* _ZIEL DER AUFGABE_
Welcher Wissenschaft verdanken wir laut dem Auszug über den Ursprung unserer Erkenntnisse die Kenntnis der Natur?

* _ZU LESENDER AUSZUG_
* * * * * * *
Was nun die Quellen und den Ursprung unserer Erkenntnisse anlangt: so schöpfen wir diese letztern insgesammt entweder aus der reinen Vernunft oder aus der Erfahrung, die weiterhin selbst die Vernunft instruirt.
Die reinen Vernunfterkenntnisse giebt uns unsere Vernunft; Erfahrungserkenntnisse aber bekommen wir durch die Sinne. Weil nun aber unsere Sinne nicht über die Welt hinausreichen: so erstrecken sich auch unsere Erfahrungserkenntnisse bloß auf die gegenwärtige Welt. So wie wir indessen einen doppelten Sinn haben, einen äußern und einen innern: so können wir denn auch nach beiden die Welt als Inbegriff aller Erfahrungserkenntnisse betrachten. Die Welt, als Gegenstand des äußern Sinnes, ist Natur, als Gegenstand des innern Sinnes aber, Seele oder der Mensch.
Die Erfahrungen der Natur und des Menschen machen zusammen die Welterkenntnisse aus. Die Kenntniß des Menschen lehrt uns die Anthropologie, die Kenntniß der Natur verdanken wir der physischen Geographie oder Erdbeschreibung. Freilich Erfahrungen im strengsten Sinne giebt es nicht, sondern nur Wahrnehmungen, die zusammengenommen die Erfahrung ausmachen würden. Wir nehmen jenen Ausdruck hier auch wirklich nur als den gewöhnlichen in der Bedeutung von Wahrnehmungen.
* * * * * * *
* _BEREITGESTELLTE DATEN_
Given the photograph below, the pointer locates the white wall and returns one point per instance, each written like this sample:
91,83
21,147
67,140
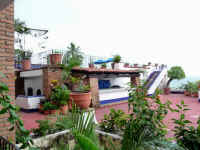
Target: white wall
35,83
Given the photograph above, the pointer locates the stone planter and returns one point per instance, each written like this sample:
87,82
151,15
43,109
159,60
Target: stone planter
55,59
26,64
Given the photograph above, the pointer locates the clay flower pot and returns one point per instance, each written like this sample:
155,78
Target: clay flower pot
64,109
46,112
26,64
82,100
167,91
91,65
186,93
55,59
55,111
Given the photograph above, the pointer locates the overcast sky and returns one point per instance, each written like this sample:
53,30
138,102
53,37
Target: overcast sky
163,31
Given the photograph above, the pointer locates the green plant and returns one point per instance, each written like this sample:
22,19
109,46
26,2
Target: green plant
175,72
146,119
115,121
55,51
49,106
186,135
16,123
45,128
73,55
104,65
60,95
117,58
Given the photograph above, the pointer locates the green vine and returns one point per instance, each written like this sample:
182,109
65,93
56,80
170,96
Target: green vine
14,120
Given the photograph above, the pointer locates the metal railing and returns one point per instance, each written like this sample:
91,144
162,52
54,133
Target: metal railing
6,145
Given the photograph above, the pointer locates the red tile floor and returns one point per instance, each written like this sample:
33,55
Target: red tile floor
193,114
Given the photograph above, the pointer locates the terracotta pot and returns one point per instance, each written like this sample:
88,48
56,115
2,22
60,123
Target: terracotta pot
186,93
41,108
55,111
102,67
55,59
126,65
135,65
115,65
26,64
46,112
194,94
82,100
167,91
64,109
91,65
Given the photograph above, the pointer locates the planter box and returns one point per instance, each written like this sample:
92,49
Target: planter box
28,102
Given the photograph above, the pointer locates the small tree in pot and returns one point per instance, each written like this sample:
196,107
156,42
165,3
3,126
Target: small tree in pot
55,57
175,72
116,61
24,57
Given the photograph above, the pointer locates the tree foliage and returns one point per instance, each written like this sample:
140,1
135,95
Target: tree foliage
175,72
73,54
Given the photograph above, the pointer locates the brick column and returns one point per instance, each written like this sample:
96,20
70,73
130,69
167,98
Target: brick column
7,57
49,74
94,91
135,80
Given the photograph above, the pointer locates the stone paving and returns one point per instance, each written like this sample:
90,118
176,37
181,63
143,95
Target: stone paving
193,114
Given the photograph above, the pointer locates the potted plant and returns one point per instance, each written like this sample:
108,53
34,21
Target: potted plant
175,72
26,62
135,65
103,66
81,94
116,61
55,57
60,97
126,65
91,64
49,108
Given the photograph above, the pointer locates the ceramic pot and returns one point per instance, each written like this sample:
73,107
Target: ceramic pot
82,100
55,59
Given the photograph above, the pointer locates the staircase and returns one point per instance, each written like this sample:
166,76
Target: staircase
155,79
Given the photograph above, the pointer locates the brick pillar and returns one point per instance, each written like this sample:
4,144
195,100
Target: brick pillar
7,57
94,87
135,80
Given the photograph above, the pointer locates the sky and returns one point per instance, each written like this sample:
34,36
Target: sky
157,31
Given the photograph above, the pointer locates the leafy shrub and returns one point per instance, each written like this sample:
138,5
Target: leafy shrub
60,95
114,121
146,119
117,58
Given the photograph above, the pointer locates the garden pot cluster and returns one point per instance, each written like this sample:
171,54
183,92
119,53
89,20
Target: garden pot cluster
191,89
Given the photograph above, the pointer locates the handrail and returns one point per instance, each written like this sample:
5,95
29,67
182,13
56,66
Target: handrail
6,145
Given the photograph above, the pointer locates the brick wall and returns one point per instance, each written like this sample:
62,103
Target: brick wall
6,56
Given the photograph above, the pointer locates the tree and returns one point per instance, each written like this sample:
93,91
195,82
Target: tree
74,54
175,72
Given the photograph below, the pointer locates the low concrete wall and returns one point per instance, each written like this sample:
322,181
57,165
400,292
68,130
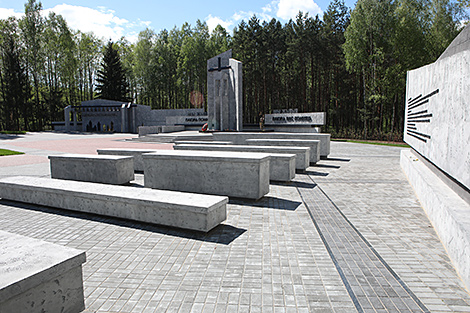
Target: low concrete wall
177,209
448,213
135,153
38,276
302,154
241,175
281,166
314,145
147,130
240,138
107,169
201,142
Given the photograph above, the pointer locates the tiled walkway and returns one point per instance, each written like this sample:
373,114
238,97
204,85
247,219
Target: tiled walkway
347,236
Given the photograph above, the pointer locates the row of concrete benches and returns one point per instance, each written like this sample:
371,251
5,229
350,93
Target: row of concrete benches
40,277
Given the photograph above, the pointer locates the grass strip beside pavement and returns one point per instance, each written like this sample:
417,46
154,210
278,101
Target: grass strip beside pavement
378,143
9,152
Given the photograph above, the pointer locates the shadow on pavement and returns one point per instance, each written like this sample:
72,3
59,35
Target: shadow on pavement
268,202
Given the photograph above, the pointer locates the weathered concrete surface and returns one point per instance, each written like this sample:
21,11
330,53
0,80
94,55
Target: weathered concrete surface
183,210
38,276
437,119
241,175
281,166
302,154
225,92
107,169
314,145
241,137
207,142
135,153
446,210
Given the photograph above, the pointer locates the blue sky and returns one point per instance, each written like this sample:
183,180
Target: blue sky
113,19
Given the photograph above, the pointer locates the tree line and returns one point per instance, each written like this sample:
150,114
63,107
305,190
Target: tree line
349,63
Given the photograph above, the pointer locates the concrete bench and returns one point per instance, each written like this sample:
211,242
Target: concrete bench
302,155
177,209
241,137
241,175
314,145
106,169
201,142
281,166
38,276
136,153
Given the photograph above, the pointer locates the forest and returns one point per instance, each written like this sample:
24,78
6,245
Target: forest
350,63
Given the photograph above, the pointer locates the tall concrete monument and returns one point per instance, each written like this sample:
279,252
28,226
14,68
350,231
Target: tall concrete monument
437,127
224,93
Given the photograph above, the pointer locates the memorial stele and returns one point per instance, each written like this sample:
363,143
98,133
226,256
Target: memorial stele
224,93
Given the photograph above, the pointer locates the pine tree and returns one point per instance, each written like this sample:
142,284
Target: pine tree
112,83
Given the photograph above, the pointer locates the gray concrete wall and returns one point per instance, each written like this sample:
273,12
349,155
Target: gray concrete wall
437,121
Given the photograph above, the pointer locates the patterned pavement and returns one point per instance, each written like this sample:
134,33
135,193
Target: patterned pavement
348,235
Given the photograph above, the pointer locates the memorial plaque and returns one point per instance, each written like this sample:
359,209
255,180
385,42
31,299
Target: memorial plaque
295,119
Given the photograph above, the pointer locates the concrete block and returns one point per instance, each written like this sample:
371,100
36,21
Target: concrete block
314,145
241,137
136,153
281,166
37,276
201,142
177,209
448,213
302,155
242,175
106,169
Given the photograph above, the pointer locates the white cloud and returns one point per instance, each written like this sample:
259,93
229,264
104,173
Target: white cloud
101,21
288,9
283,9
6,13
213,21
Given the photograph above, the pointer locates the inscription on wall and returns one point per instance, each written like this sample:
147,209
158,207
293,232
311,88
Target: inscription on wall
417,114
295,119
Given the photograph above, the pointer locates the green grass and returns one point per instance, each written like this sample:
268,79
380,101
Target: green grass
12,132
9,152
378,143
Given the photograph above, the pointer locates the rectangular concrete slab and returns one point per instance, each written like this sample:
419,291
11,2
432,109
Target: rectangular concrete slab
240,138
178,209
107,169
196,142
314,145
281,166
136,153
38,276
233,174
302,154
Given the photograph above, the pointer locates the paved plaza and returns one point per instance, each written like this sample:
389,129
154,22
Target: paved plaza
348,235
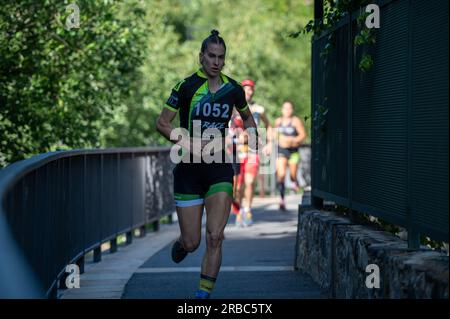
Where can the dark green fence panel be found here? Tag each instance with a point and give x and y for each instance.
(379, 119)
(429, 117)
(382, 147)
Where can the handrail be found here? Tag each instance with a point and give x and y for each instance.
(57, 206)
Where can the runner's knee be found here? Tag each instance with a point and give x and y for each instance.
(190, 244)
(214, 239)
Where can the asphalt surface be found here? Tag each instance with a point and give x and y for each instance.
(257, 263)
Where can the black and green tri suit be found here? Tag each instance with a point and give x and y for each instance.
(192, 99)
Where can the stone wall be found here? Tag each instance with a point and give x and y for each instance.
(336, 252)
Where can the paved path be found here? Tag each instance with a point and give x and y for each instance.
(257, 262)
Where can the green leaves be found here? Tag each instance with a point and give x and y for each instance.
(54, 83)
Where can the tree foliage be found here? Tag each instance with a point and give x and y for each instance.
(103, 84)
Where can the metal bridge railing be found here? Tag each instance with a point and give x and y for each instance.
(57, 207)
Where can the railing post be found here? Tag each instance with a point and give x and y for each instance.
(62, 281)
(316, 202)
(129, 237)
(318, 9)
(413, 239)
(113, 245)
(155, 225)
(80, 264)
(142, 231)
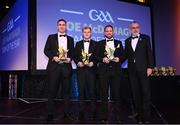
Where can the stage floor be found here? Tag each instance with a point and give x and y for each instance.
(31, 111)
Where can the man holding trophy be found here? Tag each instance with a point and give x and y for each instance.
(140, 64)
(109, 69)
(86, 62)
(59, 49)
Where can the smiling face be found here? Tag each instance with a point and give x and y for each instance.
(86, 33)
(108, 32)
(61, 26)
(134, 29)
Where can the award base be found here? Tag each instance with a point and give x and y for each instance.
(62, 60)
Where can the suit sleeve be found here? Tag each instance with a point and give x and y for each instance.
(124, 53)
(93, 58)
(77, 53)
(100, 52)
(71, 49)
(47, 49)
(149, 54)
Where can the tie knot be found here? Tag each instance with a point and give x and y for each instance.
(62, 35)
(86, 41)
(109, 40)
(134, 37)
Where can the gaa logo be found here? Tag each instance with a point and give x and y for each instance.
(95, 15)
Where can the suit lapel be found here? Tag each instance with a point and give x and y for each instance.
(90, 47)
(138, 43)
(130, 45)
(82, 45)
(56, 42)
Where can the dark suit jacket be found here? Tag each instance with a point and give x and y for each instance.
(143, 54)
(92, 49)
(101, 54)
(51, 50)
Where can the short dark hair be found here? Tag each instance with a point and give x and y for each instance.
(108, 26)
(134, 21)
(62, 20)
(86, 27)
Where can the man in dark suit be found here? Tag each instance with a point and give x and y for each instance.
(140, 63)
(59, 49)
(86, 67)
(109, 68)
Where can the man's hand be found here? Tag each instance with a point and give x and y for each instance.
(116, 59)
(106, 60)
(91, 64)
(56, 59)
(80, 64)
(149, 72)
(68, 60)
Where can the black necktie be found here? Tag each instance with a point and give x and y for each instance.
(134, 37)
(86, 41)
(109, 40)
(62, 35)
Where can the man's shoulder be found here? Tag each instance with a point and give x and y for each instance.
(53, 35)
(69, 37)
(144, 36)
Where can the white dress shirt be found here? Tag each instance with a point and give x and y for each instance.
(134, 43)
(110, 43)
(86, 46)
(62, 41)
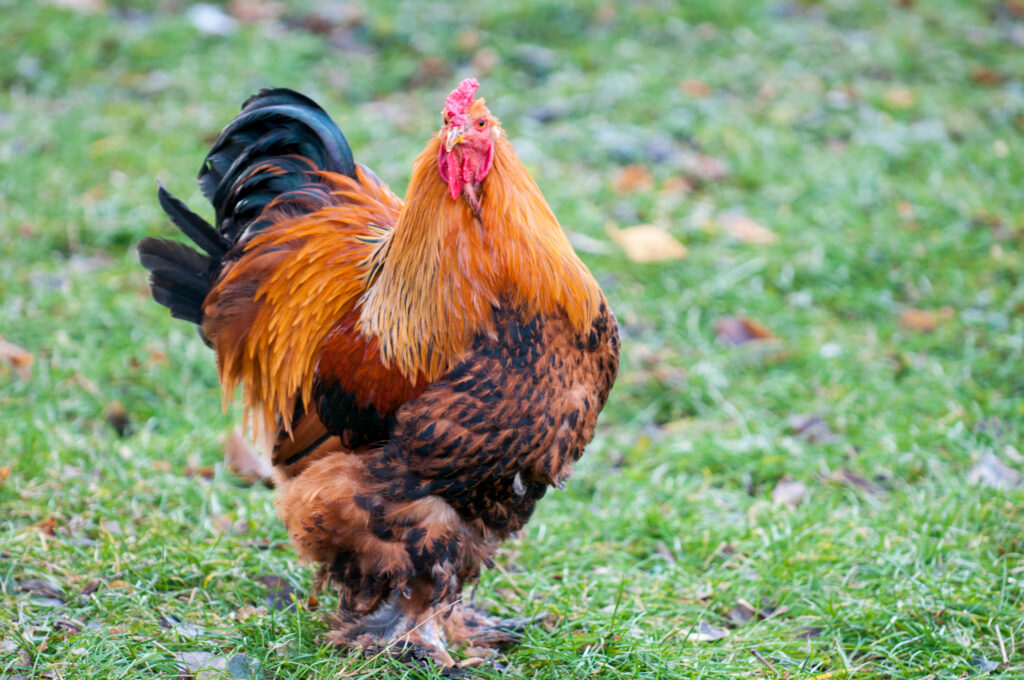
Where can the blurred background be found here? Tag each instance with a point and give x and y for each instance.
(808, 217)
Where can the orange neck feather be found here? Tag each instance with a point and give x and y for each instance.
(442, 271)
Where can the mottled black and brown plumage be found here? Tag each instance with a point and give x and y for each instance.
(422, 372)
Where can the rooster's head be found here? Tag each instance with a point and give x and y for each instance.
(467, 135)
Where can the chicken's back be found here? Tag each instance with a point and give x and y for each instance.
(299, 227)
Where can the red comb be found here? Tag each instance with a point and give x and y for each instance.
(459, 100)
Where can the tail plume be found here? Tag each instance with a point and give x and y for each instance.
(271, 153)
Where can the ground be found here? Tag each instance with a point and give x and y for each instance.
(852, 476)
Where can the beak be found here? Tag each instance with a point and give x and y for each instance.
(455, 136)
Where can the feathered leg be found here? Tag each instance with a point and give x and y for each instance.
(398, 564)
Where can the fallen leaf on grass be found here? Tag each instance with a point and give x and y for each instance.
(808, 633)
(704, 168)
(677, 185)
(16, 357)
(788, 492)
(990, 471)
(646, 243)
(987, 77)
(252, 11)
(899, 97)
(182, 628)
(224, 524)
(742, 612)
(850, 477)
(205, 471)
(813, 428)
(280, 592)
(633, 178)
(81, 6)
(245, 461)
(921, 321)
(244, 668)
(43, 588)
(707, 633)
(744, 229)
(200, 666)
(22, 655)
(68, 627)
(248, 610)
(117, 416)
(211, 19)
(740, 330)
(695, 88)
* * * * * * *
* _SCHRIFTLICHE ANTWORT_
Der physischen Geographie oder Erdbeschreibung.